Data provided -
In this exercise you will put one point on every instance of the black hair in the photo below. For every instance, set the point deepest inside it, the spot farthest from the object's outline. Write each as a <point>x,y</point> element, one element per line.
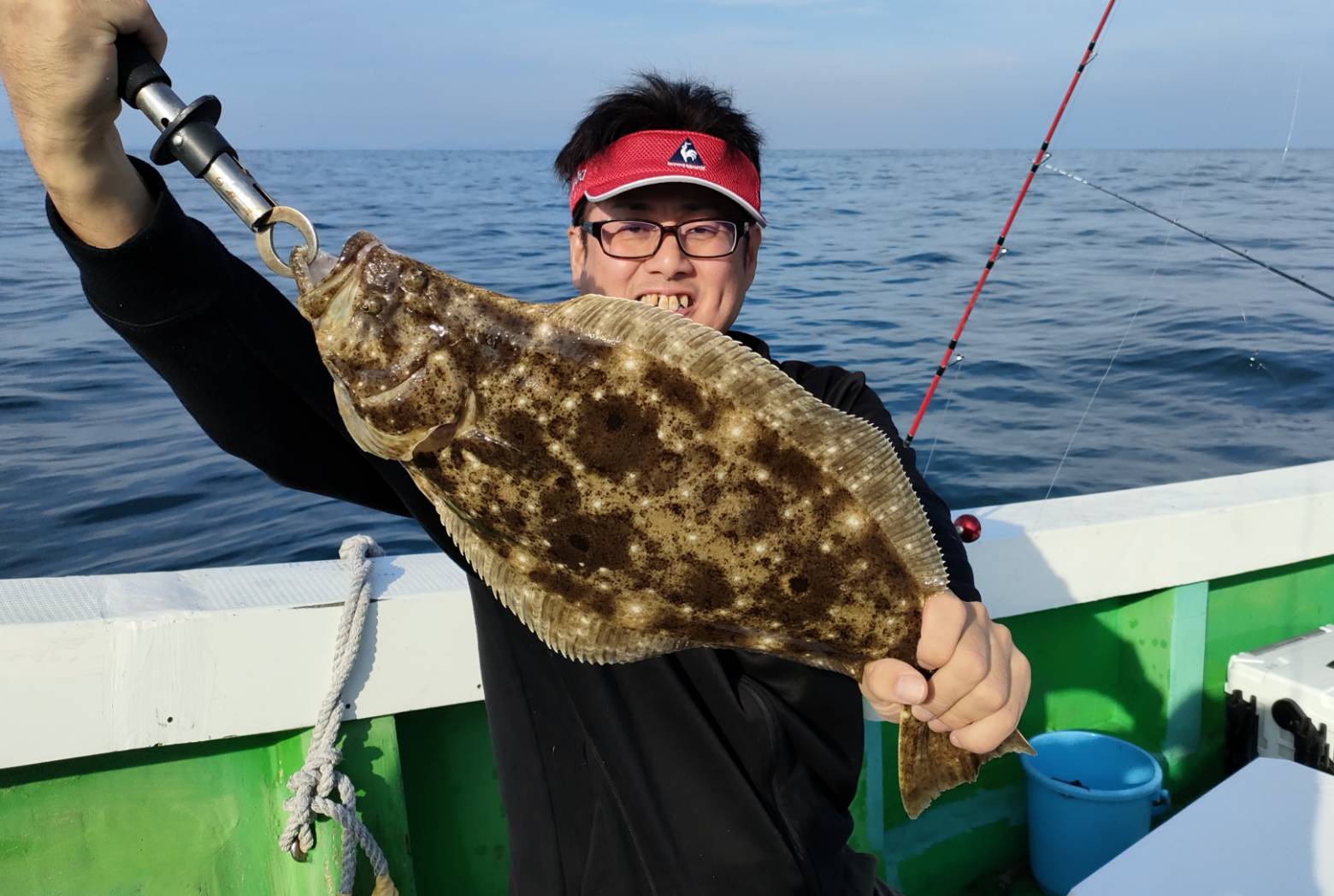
<point>655,103</point>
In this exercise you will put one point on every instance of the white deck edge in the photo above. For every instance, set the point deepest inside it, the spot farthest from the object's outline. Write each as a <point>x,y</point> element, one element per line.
<point>179,657</point>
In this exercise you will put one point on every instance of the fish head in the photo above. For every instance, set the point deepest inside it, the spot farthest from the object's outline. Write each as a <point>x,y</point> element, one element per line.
<point>386,328</point>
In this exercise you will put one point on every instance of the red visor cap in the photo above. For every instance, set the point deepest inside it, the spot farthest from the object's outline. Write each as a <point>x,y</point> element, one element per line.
<point>646,157</point>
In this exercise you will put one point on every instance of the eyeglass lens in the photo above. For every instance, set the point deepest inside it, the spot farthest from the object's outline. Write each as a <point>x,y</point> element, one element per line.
<point>640,239</point>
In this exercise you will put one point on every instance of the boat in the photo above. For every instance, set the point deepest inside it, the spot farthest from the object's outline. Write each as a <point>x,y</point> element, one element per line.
<point>151,720</point>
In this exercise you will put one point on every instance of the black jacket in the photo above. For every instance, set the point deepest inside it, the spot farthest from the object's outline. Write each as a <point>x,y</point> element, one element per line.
<point>688,775</point>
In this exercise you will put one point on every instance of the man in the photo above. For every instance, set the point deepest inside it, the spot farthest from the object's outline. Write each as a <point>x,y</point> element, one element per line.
<point>699,772</point>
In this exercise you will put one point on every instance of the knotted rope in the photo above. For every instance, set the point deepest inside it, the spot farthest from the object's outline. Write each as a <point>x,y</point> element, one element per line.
<point>318,777</point>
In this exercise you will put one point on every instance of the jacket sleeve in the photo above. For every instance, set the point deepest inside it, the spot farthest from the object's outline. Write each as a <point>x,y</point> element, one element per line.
<point>850,392</point>
<point>233,348</point>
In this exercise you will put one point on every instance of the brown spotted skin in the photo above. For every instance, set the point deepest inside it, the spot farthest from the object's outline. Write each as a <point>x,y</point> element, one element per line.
<point>621,502</point>
<point>631,490</point>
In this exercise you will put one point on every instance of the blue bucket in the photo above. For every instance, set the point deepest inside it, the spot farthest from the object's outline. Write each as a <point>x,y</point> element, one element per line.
<point>1090,796</point>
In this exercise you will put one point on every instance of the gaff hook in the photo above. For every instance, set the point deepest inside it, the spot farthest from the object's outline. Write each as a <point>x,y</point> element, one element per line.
<point>190,135</point>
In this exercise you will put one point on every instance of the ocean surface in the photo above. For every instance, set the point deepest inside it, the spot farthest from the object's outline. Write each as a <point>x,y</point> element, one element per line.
<point>1219,367</point>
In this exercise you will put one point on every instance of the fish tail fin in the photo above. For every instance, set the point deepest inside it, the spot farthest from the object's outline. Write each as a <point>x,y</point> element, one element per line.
<point>930,764</point>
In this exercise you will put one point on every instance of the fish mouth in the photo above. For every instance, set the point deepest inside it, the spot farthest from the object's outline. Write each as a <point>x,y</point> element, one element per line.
<point>676,302</point>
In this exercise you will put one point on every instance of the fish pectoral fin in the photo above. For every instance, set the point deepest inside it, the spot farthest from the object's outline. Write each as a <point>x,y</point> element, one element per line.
<point>930,764</point>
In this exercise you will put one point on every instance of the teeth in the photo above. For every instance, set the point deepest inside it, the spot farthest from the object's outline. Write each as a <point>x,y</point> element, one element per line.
<point>670,302</point>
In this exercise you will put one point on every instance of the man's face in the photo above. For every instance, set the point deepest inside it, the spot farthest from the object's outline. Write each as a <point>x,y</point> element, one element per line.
<point>715,287</point>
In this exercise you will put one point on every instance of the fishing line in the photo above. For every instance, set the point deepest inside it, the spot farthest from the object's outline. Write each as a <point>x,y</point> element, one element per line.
<point>1254,357</point>
<point>1014,209</point>
<point>1241,254</point>
<point>953,388</point>
<point>1112,362</point>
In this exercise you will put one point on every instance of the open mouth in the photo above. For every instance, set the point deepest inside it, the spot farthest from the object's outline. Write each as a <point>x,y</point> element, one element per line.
<point>678,302</point>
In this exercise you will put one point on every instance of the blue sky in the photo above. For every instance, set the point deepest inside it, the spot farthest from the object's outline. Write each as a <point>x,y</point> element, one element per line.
<point>817,74</point>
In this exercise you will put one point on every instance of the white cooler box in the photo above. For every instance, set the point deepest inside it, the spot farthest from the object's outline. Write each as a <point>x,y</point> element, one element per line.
<point>1281,702</point>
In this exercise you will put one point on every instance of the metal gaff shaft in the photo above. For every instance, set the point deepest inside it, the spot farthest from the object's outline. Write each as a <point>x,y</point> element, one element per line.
<point>188,133</point>
<point>1014,209</point>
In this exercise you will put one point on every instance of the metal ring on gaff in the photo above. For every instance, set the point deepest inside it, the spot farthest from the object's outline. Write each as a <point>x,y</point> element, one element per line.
<point>264,238</point>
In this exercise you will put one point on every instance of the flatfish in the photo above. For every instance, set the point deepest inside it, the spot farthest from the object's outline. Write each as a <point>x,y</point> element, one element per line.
<point>631,483</point>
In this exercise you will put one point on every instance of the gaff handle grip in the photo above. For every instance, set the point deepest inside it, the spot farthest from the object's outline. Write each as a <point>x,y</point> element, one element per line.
<point>135,68</point>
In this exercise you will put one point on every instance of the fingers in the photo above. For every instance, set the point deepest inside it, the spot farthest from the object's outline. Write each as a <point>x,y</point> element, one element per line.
<point>888,684</point>
<point>140,21</point>
<point>967,664</point>
<point>986,734</point>
<point>943,620</point>
<point>989,695</point>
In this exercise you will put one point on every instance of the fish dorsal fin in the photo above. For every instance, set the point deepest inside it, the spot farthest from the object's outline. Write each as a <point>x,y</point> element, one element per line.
<point>862,455</point>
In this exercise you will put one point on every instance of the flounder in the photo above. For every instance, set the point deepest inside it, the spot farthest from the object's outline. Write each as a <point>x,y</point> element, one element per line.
<point>631,483</point>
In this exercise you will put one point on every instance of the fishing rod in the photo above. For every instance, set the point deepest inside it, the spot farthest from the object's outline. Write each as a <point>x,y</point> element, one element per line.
<point>1014,209</point>
<point>1241,254</point>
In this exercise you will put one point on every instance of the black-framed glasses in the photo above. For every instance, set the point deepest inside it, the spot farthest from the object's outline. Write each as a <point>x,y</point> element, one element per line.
<point>635,239</point>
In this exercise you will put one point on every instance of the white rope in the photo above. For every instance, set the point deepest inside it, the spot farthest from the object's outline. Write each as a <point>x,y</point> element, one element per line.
<point>318,777</point>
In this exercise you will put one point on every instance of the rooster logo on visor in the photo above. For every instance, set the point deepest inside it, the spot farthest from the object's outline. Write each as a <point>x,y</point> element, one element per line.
<point>686,156</point>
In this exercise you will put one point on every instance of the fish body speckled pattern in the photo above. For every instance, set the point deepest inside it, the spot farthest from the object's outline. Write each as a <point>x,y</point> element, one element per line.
<point>631,483</point>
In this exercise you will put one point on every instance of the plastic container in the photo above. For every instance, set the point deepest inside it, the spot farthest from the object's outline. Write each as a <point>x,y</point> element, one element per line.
<point>1090,796</point>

Work required -
Each entry must be retyped word for word, with every image omitted.

Result of this task -
In this exercise you will put one point on every instance of the black hair in the photo below. For every instance, set the point deepest inside it, the spot farthest from the object's outline. Write each as a <point>x,y</point> element, one element per line.
<point>655,103</point>
In this exercise you will put one point on every instance of the white deck edge in the photo above. For every instance, set the point deepest inside it, the spot farthest from the object's outline. Write each as a <point>x,y</point> element, one element per line.
<point>179,657</point>
In this exercise you will put one point on every instance of the fish head in the photo above. For every instance, set the point deepest inside it, the spot farthest from the object's outline. Write each as a <point>x,y</point> element, one element per line.
<point>386,328</point>
In this exercise you will put one point on every instance of the red visor cap in the photo above. For every instance, set the point deepest inside it, the spot farthest from the object's outline. Write each as a <point>x,y</point> element, one element per line.
<point>646,157</point>
In this exercise you will put one point on every instance of the eyeglass lens in the photo above. For every instance, set the point deepest inside it, the spot farthest from the object's outline. Write each as a <point>x,y</point> element, one element per line.
<point>640,239</point>
In this exercise you will put one point on every instance of the boat in the photo above. For every instance, set the point deepest inside it, the spot farthest from the object's outline. Write each as a <point>x,y</point> element, one element per line.
<point>151,720</point>
In this exercise you will put one point on every instance of the black jacket in the photo above. For every instance, set the point deepest inside it, the spot farthest from the object's outline. Write each as a <point>x,y</point> element, one element per line.
<point>688,775</point>
In this exercise you will put one point on every instance of the man in the photo above. For every instance, set the point deepest inside it, the spot farthest from the object's outline. Write each as a <point>x,y</point> element, one element per line.
<point>699,772</point>
In this exercise you will put one point on every instance of the knotted rope in the photo above. For every instance, set the point deepest inside it, the spot farthest from the object's outline. Write each as a <point>x,y</point> element, one element per line.
<point>318,777</point>
In this exercise you will put one point on every instance of the jacket sleeve in the photo above. For every instance, set the point deepest inside it, the spot farthest from the object's outline. Write each as a <point>x,y</point> element, one element per line.
<point>850,392</point>
<point>233,348</point>
In this exercise you will put one point on every instance of the brown spotted skin in the photo above. For every instance, set the point deepest inside it, the spot farthest from the object's outline. Write each as a <point>x,y</point> element, one element per line.
<point>621,502</point>
<point>631,490</point>
In this exercise you will put one point on every instance of the blue bucket in the photo above. For every instance, set the point deepest inside it, the spot farthest from the object's outline. Write each as a <point>x,y</point> element, one element per line.
<point>1090,796</point>
In this exercise you will put one point on every instance of the gaff hook in the photo above. For every instance, set the point deepest inside it, the spot farthest from the object's outline. Write each as a <point>x,y</point> element, one element per line.
<point>190,135</point>
In this exercise you will put one point on every instance of the ocean surface in the photo above. For every instance, set the point deepest inside it, the spot farthest from the object's outline. Write each as a <point>x,y</point> element, one element per line.
<point>1219,367</point>
In this exercise you will put one point on every instance of the fish tail fin in the photo above. For every instance, set the point deepest inside it, the spot farthest from the object's outline. Write each as a <point>x,y</point> element, one element per line.
<point>930,764</point>
In this exercise you will put one point on every instance of the fish mouth in the photo above. For every instance, set the point deepest inside it, the spot farthest from the object's outline. Write each as a <point>x,y</point> element, one element per line.
<point>676,302</point>
In this exercise you will put one point on every instance of the fish pectoral fin in the photo above. For every instance, set the point deepest inside it, the spot farthest from the object's outline. Write each as a <point>x,y</point> element, one element per line.
<point>930,764</point>
In this exercise you will put one point on every instance of the teeth in the photo above. For every instance, set the point deepest inside it, the spot farthest from the object's outline. Write each as a <point>x,y</point> element, one element per line.
<point>670,302</point>
In this exercise you will put one point on every instance of the man's face in the photo above. For every instance, set the point deepest inside it, the spot farthest from the object's outline. Write each as a <point>x,y</point> element, one element per line.
<point>715,287</point>
In this exercise you will put one point on every instance of the fishing line in the photo above. For every instance, set the point deepest inside it, the spot farthest from the object's outline. Write each as a <point>x,y</point> element, one element per line.
<point>1254,357</point>
<point>1014,209</point>
<point>1241,254</point>
<point>953,388</point>
<point>1112,362</point>
In this exercise you will put one point on every instance of the open mouth in the photo above. For every instance, set the point deepest inside it, the spot farthest from the object's outline. Write each as a <point>x,y</point> element, one element per line.
<point>678,302</point>
In this exercise you will put one point on every instance of the blue sky in the photo above. For every instance, set the point deepest inside it, the spot farthest from the object's outline. Write each as a <point>x,y</point> element, one element per line.
<point>817,74</point>
In this exercise you will put one point on every instance of the white cooler box in the photo above. For every instance, set the point deepest inside it, the spot farthest from the object's outline. Write each as a <point>x,y</point> element, one element per line.
<point>1281,702</point>
In this exercise you will put one point on every instance of the metal gaff shaft in the photo above. For every instance, set the point deepest inside it, the spot farthest from the object's outline. Write each as a <point>x,y</point> element, one element per line.
<point>188,133</point>
<point>1014,209</point>
In this exercise you will put one point on every instance of the metal ring on gaff in the photo above. For every instance, set the point deepest inside it, the spot farthest from the object's outline. Write each as a <point>x,y</point> element, one element per line.
<point>264,238</point>
In this exercise you will put one point on every instance of the flatfish in the photo above. For every instance, set the point deepest inside it, the spot farthest from the object's outline. Write each as a <point>x,y</point> element, one element per line.
<point>631,483</point>
In this exercise you will put one point on every instance of the gaff handle grip in the photo above. For every instance, set the point deepest inside it, the spot farthest from the object's outline. Write each as a <point>x,y</point> element, one element per line.
<point>135,68</point>
In this exercise you will put one point on every instance of the fingers in the photo above. For every instance, set the point deepest inside it, the spot farthest from the object's outline. Write each as a <point>x,y</point> element, one element per line.
<point>888,684</point>
<point>140,21</point>
<point>967,664</point>
<point>986,734</point>
<point>943,620</point>
<point>989,695</point>
In this exercise you will put one point on every instance of the fish dorsal fin in the photo above. For every instance, set the point deepest inside it, the spot farthest from the object's outline. Write each as a <point>x,y</point> element, one element per line.
<point>862,455</point>
In this exercise you will put one point on every instance of the flounder in the photo above. For every instance, set the point deepest inside it, the spot farthest from the object's outline. Write each as a <point>x,y</point> element, one element per line.
<point>631,483</point>
In this exercise you will put one point on every instance of the fishing rod in the photo above. For every instance, set the point deepest inside it, the spot farthest from the object's outline. Write each as a <point>x,y</point> element, one element per line.
<point>1014,209</point>
<point>1241,254</point>
In this exercise you will put one point on every instance of the black-framed glasses in the photo above. For every instance, set the point deepest inside it, the spot farthest from the object's outline. Write each as a <point>x,y</point> element, one element per line.
<point>635,239</point>
In this exercise you will put one point on every instance of the white rope in the photo above. For every instance, set the point deepest inside it, the spot farthest from the object's outline. Write each as a <point>x,y</point> element, one element per line.
<point>318,777</point>
In this exercise you will put one point on every instance of the rooster logo on visor in the photo above. For every instance, set the point deepest inside it, the spot farthest from the object's outline. Write each as a <point>x,y</point> element, one element per line.
<point>686,156</point>
In this exercise you will put one point on every instance of the fish body speckled pattern in the photo above. For every instance, set the point deepest inside it, the spot farthest from the object's outline. Write each as a <point>x,y</point> element, one element per line.
<point>631,483</point>
In this exercise you will put one point on every instance of the plastic container in the photo above. For every instance, set the point deepest inside it, the spot farthest from the object's outline. Write each as a <point>x,y</point> element, one element per line.
<point>1090,796</point>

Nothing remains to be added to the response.